=== Study material ===
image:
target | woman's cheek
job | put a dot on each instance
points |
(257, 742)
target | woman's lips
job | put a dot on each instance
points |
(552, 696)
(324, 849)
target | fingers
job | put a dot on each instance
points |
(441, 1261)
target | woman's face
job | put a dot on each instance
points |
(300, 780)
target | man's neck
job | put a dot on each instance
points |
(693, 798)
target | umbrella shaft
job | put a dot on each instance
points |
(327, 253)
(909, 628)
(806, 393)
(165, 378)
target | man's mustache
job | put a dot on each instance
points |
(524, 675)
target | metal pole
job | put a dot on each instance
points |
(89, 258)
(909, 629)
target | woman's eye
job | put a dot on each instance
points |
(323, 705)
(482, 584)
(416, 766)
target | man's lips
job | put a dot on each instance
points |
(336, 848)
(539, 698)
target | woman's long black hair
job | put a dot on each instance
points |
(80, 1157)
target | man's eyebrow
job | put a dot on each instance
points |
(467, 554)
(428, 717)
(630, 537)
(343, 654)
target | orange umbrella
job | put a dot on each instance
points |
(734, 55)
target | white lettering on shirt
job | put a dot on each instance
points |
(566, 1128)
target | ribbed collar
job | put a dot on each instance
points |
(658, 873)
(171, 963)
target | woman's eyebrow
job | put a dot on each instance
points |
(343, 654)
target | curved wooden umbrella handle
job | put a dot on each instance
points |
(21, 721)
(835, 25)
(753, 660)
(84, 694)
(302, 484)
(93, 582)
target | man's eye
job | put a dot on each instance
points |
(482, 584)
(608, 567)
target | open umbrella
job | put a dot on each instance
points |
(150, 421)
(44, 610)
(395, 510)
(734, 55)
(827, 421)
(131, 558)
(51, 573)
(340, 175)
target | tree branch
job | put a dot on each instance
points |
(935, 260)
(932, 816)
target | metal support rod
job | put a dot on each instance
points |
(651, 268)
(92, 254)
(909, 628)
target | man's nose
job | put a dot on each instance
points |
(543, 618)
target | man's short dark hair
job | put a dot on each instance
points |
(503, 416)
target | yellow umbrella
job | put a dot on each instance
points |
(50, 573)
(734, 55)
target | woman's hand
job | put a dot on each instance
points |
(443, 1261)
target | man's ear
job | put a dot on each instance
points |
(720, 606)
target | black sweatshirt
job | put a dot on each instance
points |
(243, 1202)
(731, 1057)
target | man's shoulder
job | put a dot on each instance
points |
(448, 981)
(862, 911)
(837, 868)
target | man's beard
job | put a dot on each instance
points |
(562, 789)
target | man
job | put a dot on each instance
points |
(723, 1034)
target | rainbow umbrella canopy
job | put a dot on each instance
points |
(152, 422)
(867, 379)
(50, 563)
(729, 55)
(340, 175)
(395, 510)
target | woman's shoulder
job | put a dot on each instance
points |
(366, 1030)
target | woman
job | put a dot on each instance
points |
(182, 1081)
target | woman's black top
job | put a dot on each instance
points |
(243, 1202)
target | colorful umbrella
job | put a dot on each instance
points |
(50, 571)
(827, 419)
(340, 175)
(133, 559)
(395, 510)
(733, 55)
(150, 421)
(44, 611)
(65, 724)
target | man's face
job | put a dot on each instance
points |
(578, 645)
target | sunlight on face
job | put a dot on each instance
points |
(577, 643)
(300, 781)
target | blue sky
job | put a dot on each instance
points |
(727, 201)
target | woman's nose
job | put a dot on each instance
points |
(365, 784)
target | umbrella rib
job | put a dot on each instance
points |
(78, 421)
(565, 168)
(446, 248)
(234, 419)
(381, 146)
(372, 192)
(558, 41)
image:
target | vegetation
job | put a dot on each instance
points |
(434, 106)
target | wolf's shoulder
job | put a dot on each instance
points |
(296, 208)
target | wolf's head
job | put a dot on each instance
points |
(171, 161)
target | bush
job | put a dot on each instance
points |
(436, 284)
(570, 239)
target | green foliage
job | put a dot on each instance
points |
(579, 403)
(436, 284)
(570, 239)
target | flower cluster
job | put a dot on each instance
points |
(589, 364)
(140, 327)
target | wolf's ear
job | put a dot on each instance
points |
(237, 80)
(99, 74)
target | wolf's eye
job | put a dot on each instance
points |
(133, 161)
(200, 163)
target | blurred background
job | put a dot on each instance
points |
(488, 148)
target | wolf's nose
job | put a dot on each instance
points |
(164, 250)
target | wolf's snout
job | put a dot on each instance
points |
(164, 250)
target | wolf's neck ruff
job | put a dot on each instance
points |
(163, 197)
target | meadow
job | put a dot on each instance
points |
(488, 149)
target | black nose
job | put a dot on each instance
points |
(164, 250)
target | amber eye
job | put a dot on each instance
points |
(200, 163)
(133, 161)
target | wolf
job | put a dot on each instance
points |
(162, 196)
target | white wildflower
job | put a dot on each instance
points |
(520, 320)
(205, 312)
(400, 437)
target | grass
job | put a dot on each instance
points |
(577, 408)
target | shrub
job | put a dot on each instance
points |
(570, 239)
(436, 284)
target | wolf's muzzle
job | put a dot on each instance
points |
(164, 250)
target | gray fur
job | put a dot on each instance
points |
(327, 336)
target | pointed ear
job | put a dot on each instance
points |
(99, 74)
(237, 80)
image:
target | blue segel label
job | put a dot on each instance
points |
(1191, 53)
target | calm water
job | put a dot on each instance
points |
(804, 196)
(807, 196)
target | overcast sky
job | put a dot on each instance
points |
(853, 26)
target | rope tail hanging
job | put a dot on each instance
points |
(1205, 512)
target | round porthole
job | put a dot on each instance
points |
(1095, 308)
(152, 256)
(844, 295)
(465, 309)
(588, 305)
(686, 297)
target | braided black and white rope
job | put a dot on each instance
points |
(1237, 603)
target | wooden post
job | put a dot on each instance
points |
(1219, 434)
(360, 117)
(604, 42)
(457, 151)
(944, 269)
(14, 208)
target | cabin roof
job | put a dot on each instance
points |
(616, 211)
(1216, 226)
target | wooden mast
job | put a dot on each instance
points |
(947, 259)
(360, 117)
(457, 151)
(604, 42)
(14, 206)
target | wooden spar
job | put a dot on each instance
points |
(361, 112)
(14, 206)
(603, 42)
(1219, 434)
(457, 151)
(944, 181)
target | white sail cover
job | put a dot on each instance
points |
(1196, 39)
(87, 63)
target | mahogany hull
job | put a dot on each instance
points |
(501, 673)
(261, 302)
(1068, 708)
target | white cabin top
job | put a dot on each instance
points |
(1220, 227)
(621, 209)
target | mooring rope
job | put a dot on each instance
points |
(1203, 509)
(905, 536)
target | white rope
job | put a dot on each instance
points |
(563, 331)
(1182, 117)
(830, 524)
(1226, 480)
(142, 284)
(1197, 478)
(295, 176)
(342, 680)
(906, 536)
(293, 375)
===
### [Directions]
Look over the data above and show each line that contains "neck".

### [Solution for this task]
target | man's neck
target | wolf's neck ruff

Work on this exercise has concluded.